● Brief: Print every line of the material below word for word, in its original order.

● ● ● ●

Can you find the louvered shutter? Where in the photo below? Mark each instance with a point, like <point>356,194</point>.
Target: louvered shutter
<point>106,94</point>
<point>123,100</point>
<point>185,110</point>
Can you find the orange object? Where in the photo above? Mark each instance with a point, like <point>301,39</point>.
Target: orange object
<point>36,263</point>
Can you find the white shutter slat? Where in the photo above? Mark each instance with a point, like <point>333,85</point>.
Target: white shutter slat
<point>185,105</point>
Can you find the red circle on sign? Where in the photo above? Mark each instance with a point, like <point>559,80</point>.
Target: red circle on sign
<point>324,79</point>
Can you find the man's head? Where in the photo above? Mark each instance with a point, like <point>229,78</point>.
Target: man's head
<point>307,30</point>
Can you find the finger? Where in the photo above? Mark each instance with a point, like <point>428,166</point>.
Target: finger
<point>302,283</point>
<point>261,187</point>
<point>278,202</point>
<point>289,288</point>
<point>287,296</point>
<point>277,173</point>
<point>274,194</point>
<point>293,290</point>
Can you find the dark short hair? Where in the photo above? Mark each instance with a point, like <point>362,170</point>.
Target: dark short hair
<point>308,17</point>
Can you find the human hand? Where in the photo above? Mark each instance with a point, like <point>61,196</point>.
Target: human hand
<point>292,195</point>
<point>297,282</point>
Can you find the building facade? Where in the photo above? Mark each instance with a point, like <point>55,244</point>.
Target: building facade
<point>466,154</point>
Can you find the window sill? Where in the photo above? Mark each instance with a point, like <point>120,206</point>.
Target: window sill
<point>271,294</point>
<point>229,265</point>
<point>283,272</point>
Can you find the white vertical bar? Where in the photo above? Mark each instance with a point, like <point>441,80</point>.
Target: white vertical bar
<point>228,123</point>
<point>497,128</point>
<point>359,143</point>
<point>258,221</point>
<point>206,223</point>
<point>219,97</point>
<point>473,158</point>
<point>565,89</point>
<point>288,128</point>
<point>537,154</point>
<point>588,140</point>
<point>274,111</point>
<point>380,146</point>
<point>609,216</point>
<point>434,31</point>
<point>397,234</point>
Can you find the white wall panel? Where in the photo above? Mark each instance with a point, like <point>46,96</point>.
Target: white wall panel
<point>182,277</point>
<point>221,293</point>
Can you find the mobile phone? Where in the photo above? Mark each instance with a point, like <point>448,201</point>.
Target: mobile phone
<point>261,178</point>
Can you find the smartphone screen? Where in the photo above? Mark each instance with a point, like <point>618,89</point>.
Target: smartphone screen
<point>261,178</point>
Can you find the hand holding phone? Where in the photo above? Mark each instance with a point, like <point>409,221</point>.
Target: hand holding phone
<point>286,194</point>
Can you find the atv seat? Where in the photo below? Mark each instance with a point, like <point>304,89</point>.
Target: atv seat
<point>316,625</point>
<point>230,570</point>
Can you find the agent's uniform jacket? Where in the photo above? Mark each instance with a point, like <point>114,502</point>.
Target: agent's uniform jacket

● ● ● ●

● Solved exercise:
Can you find the louvered shutter? Where in the photo below? Mark each instance with a point, like <point>356,194</point>.
Target: louvered shutter
<point>106,94</point>
<point>123,100</point>
<point>185,110</point>
Can you find the orange object? Where in the photo above? Mark each instance with a point, like <point>301,39</point>.
Target: orange object
<point>36,263</point>
Can you find the white shutter slat? Where in the photo above? Mark each instance with a point, like <point>333,85</point>.
Target: white shutter slat
<point>185,105</point>
Can you find the red circle on sign? Where in the photo above? Mark each instance with a point, like <point>559,80</point>.
Target: red circle on sign
<point>324,79</point>
Can you find the man's head? Where in the photo above? Mark each instance with a point, like <point>229,78</point>.
Target: man's head
<point>307,30</point>
Can you find the finger? Where in the photo above? Mark each instance with a point, like <point>428,166</point>.
Target: finger
<point>302,283</point>
<point>261,187</point>
<point>278,202</point>
<point>289,288</point>
<point>287,296</point>
<point>277,173</point>
<point>274,194</point>
<point>293,290</point>
Can you find the dark short hair? Where in the photo above? Mark each instance with a point, like <point>362,170</point>.
Target: dark short hair
<point>308,17</point>
Can you find the human hand? Where in the photo above? Mark each instance with a point, like <point>61,196</point>.
Target: human hand
<point>292,195</point>
<point>297,282</point>
Can you find the building facade? Where in the photo above? Mark each instance with a point, like <point>55,244</point>.
Target: building facade
<point>466,154</point>
Can you find the window sill? Where in the photo above? Mark each instance with a point, like <point>120,206</point>.
Target: window sill
<point>271,294</point>
<point>229,265</point>
<point>283,272</point>
Can you find the white vertical bar? Where in the photo above? Mark each instance with a point, like <point>441,80</point>.
Target: white vertical bar
<point>228,123</point>
<point>497,128</point>
<point>359,143</point>
<point>258,221</point>
<point>206,223</point>
<point>219,97</point>
<point>473,158</point>
<point>565,89</point>
<point>288,128</point>
<point>537,154</point>
<point>588,140</point>
<point>274,111</point>
<point>380,146</point>
<point>609,216</point>
<point>434,31</point>
<point>397,234</point>
Can you find the white wall panel? Where in the photo above? Mark each instance with a point, like <point>46,96</point>.
Target: white wall panel
<point>182,277</point>
<point>221,293</point>
Can you find the mobile phone? Where in the photo above? Mark each instance with a point, like <point>448,201</point>.
Target: mobile phone
<point>261,178</point>
Can you find the smartphone screen? Where in the photo above? Mark each instance with a point, like <point>618,89</point>.
Target: smartphone screen
<point>261,178</point>
Can you find the hand holding phone? Where in the photo above? Mark each instance with a point, like <point>409,221</point>.
Target: hand holding phone
<point>286,194</point>
Can you find the atv seat? Where in the photo below? Mark each instance with a point, like <point>304,89</point>.
Target: atv seat
<point>316,625</point>
<point>230,570</point>
Can you find the agent's uniform jacket? Where in the photo above? Mark each instance with a point, like <point>114,502</point>.
Target: agent's uniform jacket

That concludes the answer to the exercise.